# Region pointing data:

· · · · ·

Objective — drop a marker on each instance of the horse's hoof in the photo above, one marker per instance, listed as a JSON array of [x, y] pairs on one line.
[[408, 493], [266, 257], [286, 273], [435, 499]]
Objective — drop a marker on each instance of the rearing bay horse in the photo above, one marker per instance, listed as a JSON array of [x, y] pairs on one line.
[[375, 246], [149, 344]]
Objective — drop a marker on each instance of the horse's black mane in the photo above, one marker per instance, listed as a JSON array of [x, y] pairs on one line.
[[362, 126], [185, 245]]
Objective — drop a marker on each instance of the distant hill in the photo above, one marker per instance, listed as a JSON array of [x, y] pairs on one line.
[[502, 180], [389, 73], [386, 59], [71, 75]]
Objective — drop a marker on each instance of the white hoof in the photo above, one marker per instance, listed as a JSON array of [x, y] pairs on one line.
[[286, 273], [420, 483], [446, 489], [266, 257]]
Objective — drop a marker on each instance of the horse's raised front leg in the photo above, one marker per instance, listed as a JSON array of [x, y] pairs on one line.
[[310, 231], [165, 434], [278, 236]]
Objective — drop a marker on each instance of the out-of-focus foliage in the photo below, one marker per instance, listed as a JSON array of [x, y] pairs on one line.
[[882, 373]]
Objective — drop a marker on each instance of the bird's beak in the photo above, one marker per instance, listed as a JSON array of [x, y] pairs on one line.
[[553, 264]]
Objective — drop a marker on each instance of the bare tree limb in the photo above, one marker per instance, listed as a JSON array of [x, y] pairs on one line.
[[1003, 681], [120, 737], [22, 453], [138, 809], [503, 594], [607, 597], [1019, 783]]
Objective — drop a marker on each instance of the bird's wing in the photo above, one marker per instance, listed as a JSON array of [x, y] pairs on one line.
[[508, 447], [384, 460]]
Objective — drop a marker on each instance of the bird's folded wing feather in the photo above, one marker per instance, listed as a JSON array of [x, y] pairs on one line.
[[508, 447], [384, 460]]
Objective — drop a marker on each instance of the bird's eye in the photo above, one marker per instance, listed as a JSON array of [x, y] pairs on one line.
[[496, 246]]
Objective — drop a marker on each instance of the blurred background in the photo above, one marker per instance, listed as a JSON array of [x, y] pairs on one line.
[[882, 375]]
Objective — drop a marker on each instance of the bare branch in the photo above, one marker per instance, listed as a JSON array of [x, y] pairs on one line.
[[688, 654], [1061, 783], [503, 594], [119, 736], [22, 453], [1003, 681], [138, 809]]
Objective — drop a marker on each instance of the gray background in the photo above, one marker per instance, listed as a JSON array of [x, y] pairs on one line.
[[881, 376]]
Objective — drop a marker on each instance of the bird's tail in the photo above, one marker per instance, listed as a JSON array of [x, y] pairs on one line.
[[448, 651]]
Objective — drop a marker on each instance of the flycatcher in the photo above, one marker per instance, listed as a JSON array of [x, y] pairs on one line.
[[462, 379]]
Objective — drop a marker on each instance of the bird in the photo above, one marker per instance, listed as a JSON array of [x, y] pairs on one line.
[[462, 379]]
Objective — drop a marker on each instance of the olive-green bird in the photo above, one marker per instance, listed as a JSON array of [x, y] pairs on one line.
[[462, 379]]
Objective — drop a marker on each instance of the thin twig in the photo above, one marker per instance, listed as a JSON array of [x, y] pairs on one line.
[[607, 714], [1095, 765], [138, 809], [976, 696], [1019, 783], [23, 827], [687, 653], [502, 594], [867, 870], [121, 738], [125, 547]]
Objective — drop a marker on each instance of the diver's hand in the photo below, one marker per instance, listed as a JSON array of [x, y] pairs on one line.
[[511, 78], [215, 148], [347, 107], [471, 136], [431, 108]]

· · · · ·

# Exercise objective:
Copy the records out again word for word.

# Your solution:
Objective — drop a marker on each instance of the horse's hoof in the photo above, one marker per instance, listed as a JSON array of [x, y] pairs on one line.
[[408, 493], [266, 257], [286, 273], [435, 499]]
Objective — drop a marker on each instance of the rearing bay horse in the photo above, one marker per instance, listed as a JSON array of [x, y] pairs on one line.
[[375, 246], [149, 344]]
Objective — drop a marker on each instance of the horse's black mane in the photo above, one marker per instance, listed as a JSON array of [x, y] pairs on one line.
[[362, 126], [185, 245]]
Objective — drop a marker on each instance of the distant hill in the photo above, one marker per instance, listed as a JSON array of [x, y] pairs on one line.
[[502, 180], [389, 73], [386, 59], [71, 75]]
Objective — drop a marker on each instance of the white hoof in the photo above, one marker per instance, listed as a JSON array of [x, y] pairs on one line.
[[286, 273], [420, 483], [446, 489], [266, 257]]
Objective — drop a marker on each instance of the horse's raised front leg in the photo above, one marker per instance, listed as a JSON array of [x, y] pairs on one line.
[[310, 231], [165, 434], [278, 236]]
Objective — drop a marker on each instance of the out-of-focus foliage in the photo below, one marker per instance, listed as a JSON array of [x, y] pairs on one line.
[[882, 373]]
Objective — drop a marker on each instance of the bird's beak in the photo above, one marker per instance, listed as a JSON array of [x, y] pairs on one line.
[[553, 264]]
Objective — drop a marker on each instance of the bare tree limb in the photo above, one marker per instance, listed as a JSON array of [x, y] pairs on one line.
[[1003, 681], [120, 737], [22, 453], [138, 809], [503, 594], [607, 597], [1019, 783]]
Objective — drop a marker on each instance of the bird's wing in the photo above, one marker per instance, listed as a JSON array of [x, y] pairs on one line.
[[508, 447], [384, 460]]
Objective — drop a marker on each instance of the bird's folded wing feather in the photo above, one marker per instance, listed as a JSON array of [x, y] pairs on one line.
[[508, 447], [384, 460]]
Objective — drop a marker on each instance of the bird's eye in the photo above, one marker per instance, listed as a JSON array of [x, y] pairs on one line.
[[496, 246]]
Objective — drop a marker on each instance of the blurred background in the photo above, one marker per instance, listed as a JSON array of [x, y] pairs on one line.
[[882, 375]]
Objective — drop a marker on each instance of the bare branch in the photo above, one marker per instance, listed as a JSON array of [x, y] pairs on one line.
[[688, 654], [1061, 783], [503, 594], [119, 736], [22, 453], [1003, 681], [138, 809]]
Objective — drop a marker on each instance of the gray background in the photo above, one marker per instance, listed as a JSON array of [x, y] pairs on one line.
[[881, 376]]
Objective — drop a marker on each instance of the bird's tail in the photo above, one marker per instance, listed as a JSON array of [x, y] pairs on one line.
[[448, 651]]
Objective — drop a marker on each instance of the flycatcher in the photo above, one marker per instance, listed as a JSON array of [x, y] pairs on one line.
[[462, 379]]
Objective — drop a marker on each instance of the bird in the photo above, one marker per instance, listed as a JSON array of [x, y] pairs on one line.
[[462, 379]]
Objective — drop a marker on each instance of the olive-green bird in the photo above, one marker per instance, listed as a JSON array of [x, y] pairs on one line.
[[462, 379]]
Objective — drop a marker on each instance of the thin twig in the photo above, one marker per instance, listed as a JSON array of [x, y] pairs on one line.
[[607, 714], [1095, 765], [138, 809], [976, 696], [1019, 783], [23, 827], [687, 653], [502, 594], [867, 870], [121, 738], [125, 547]]
Objective — drop a marker on each instance of the diver's hand in the photo below, one marker per instance, listed as a JSON array of [x, y] pairs on one line.
[[511, 78], [215, 148], [347, 107], [471, 136], [431, 108]]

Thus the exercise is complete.